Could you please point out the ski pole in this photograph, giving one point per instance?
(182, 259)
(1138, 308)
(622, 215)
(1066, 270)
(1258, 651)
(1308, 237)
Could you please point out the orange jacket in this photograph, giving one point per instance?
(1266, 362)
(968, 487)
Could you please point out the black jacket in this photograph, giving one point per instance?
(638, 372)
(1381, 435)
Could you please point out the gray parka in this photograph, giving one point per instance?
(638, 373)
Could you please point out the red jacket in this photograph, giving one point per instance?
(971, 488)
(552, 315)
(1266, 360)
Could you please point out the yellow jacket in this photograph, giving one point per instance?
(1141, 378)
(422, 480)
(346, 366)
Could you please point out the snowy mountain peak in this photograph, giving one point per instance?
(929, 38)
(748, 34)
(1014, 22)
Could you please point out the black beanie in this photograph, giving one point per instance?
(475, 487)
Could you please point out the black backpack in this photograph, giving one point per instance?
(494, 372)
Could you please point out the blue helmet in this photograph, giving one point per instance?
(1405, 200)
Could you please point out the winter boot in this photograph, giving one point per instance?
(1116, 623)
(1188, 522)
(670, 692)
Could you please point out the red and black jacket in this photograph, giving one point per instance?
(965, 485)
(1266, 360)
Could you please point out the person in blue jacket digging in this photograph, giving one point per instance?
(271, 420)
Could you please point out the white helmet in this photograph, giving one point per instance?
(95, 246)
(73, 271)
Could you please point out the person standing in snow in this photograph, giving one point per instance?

++++++++++++++++++++

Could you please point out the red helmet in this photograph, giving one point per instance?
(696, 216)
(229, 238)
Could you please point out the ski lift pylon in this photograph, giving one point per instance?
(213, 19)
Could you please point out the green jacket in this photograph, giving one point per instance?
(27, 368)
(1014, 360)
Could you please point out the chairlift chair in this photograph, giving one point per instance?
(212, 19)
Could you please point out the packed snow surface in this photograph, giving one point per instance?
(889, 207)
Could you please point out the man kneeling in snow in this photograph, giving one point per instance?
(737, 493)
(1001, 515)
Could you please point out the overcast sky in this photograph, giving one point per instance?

++++++++++++++++++++

EXERCISE DESCRIPTION — Reproduce every line from the two blocks above that contains the word "blue".

ANSWER TO THE EXERCISE —
Could you please point out the blue helmet in this photograph, giving one point per instance?
Could you please point out the person in blue jacket digging in this photograph, giving one point per instance?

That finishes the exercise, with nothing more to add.